Given request:
Write out precisely the lines beginning with the line that contains "Check that every instance of the brown" and ending with the last line of the entries, and no other lines.

Collected data entries
┌──
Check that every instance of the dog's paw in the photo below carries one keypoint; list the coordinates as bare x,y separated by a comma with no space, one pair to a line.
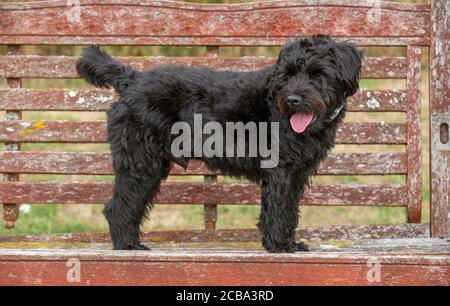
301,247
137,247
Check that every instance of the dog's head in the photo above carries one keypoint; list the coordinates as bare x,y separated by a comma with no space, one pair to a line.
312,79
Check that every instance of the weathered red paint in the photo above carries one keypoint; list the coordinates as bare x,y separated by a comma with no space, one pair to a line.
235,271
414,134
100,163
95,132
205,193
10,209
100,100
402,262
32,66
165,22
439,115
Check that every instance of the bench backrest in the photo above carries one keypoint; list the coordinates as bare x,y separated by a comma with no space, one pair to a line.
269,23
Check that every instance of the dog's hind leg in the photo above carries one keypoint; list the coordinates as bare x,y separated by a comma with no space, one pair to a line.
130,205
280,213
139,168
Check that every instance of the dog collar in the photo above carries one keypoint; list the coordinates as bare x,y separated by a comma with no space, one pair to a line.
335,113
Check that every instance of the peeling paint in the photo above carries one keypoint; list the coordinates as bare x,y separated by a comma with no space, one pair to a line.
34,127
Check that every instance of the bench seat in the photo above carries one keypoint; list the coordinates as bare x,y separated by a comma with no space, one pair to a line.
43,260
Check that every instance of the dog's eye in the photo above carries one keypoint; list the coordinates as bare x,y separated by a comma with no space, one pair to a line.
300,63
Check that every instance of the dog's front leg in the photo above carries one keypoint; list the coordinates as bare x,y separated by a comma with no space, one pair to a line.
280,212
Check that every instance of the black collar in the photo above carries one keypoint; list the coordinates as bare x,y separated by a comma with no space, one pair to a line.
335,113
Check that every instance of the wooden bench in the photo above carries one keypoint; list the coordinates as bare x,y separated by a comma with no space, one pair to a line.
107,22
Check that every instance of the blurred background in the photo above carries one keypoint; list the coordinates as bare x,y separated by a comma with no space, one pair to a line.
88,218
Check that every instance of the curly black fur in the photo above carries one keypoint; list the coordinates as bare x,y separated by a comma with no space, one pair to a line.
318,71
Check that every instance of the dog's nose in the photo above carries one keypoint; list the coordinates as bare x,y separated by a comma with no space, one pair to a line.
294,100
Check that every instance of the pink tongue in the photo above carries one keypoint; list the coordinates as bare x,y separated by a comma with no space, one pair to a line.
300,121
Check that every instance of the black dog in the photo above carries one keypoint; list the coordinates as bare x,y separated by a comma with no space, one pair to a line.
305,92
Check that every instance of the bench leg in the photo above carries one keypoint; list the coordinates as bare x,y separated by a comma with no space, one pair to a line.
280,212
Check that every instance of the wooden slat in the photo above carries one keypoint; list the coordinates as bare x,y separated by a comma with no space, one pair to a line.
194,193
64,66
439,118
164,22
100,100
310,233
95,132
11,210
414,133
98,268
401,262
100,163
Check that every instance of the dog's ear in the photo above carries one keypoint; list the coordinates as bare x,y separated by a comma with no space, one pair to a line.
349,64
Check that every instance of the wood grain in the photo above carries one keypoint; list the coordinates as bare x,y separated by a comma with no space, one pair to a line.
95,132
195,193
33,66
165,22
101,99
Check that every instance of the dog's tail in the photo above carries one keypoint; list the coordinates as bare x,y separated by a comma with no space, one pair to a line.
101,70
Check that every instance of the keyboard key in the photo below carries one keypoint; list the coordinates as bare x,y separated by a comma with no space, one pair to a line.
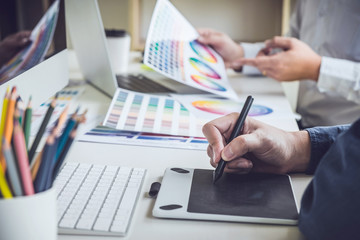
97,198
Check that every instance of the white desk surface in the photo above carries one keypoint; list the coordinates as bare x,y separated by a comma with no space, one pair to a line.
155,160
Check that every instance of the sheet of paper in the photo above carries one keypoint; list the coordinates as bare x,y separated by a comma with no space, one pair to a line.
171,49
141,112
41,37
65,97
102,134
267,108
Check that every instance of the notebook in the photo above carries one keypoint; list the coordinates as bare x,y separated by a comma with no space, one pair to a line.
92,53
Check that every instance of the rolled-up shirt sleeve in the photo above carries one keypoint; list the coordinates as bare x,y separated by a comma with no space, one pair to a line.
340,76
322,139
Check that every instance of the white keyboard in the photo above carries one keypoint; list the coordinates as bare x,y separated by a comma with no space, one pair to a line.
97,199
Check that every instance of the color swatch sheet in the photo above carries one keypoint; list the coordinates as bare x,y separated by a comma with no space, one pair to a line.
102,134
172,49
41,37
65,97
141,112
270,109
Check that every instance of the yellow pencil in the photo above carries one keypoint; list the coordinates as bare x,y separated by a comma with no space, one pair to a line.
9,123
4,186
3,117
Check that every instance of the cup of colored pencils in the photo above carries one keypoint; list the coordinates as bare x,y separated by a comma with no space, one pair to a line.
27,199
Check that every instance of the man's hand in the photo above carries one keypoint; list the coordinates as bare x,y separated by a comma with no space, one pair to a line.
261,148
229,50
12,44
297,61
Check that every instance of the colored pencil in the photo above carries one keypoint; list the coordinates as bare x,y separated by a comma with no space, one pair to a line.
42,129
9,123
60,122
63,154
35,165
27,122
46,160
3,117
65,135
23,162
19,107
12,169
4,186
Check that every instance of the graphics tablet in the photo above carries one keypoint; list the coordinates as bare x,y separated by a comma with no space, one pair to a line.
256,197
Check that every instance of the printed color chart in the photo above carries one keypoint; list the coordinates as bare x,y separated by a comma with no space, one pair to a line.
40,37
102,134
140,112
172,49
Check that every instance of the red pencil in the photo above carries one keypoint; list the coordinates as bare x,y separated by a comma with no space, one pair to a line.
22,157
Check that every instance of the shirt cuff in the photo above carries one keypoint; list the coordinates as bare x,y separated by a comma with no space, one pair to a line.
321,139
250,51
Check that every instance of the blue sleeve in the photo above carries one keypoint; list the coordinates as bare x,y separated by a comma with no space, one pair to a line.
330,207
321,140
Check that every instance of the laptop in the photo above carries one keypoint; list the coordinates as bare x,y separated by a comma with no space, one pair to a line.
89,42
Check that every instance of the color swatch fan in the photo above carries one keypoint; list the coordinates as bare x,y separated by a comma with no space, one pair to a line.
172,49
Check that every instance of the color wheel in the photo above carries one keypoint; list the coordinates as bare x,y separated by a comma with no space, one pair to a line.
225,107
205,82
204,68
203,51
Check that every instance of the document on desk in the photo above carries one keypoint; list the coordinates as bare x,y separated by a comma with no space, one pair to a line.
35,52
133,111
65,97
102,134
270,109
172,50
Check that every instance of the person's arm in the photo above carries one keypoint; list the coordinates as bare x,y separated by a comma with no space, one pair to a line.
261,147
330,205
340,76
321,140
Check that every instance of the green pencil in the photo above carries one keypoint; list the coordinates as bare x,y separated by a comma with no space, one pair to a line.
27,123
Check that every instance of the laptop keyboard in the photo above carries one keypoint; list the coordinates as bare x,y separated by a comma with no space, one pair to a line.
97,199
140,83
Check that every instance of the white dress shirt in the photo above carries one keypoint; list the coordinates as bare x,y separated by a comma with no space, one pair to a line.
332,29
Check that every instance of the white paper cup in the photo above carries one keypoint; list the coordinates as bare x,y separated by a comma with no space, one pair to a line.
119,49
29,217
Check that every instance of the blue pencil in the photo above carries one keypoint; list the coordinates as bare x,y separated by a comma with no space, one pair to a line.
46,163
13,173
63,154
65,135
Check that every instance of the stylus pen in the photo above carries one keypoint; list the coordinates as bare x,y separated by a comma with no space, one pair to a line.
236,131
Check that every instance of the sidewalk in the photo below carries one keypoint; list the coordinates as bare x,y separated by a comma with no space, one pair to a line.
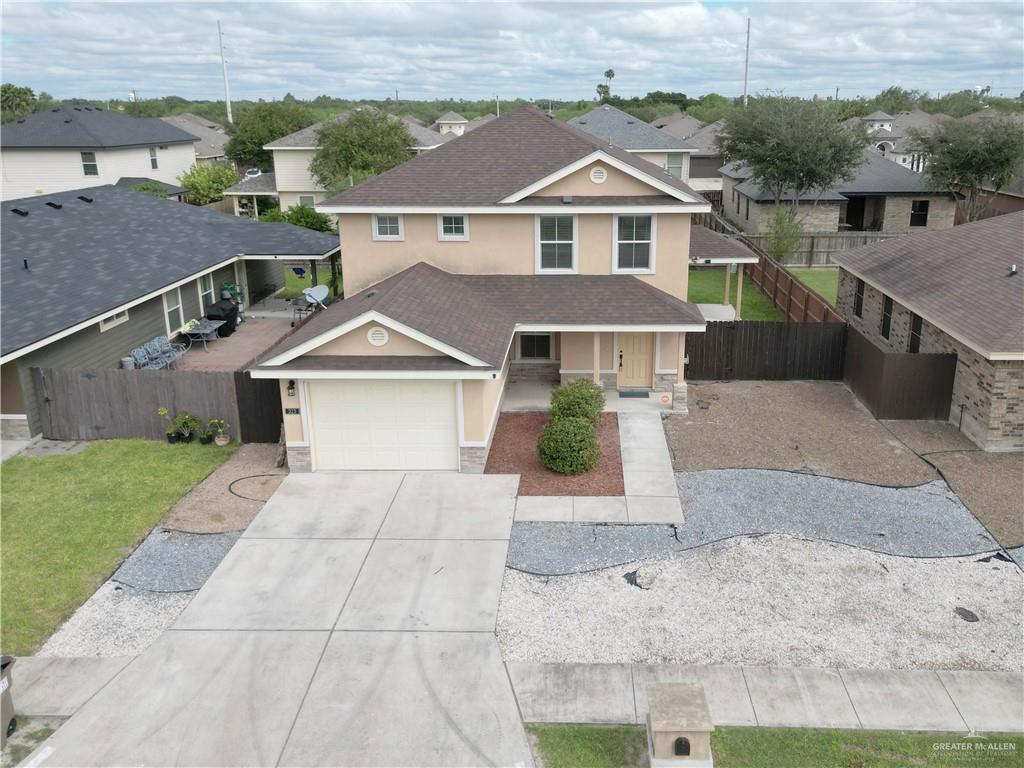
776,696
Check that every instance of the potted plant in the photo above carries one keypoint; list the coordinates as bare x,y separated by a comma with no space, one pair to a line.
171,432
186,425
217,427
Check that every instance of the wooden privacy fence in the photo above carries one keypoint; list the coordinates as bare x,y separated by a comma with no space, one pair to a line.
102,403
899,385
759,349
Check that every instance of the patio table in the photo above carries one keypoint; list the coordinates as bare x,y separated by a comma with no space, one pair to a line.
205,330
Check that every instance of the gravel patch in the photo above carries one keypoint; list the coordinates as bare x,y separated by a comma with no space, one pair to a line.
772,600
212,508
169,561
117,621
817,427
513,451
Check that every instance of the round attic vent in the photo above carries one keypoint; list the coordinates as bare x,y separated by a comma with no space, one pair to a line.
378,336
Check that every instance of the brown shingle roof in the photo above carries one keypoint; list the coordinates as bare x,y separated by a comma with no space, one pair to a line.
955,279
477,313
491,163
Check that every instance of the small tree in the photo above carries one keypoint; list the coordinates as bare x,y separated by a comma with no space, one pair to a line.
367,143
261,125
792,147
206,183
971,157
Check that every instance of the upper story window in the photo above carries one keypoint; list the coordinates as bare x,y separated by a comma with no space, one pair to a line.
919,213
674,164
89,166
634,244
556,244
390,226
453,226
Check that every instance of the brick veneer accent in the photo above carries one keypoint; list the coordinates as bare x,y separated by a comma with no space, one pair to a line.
└──
Task solution:
Check that every instance of the brown shingle roof in the photo above carries one keypoint; list the coordinates as bare x,y separated by a comma with no space, one pair to a line.
955,279
477,313
491,163
Check that every instance of the small tree in the photo above carries one keypoint; list the coordinates as bare x,y separated by a comma with no space, one pair to a line.
367,143
261,125
792,147
206,183
971,157
Check that every instance of the upper story window in the photo above carries one keypoint; list the coordinates as bare x,y separated by a comma with no space, one pair to a line.
919,213
674,164
89,166
634,244
556,244
390,226
453,226
Check that every instance of the brick veneer accent in the photo above carries one keypoint; list the coordinates as bare x,y separated by a comma with no space, one pair to a line.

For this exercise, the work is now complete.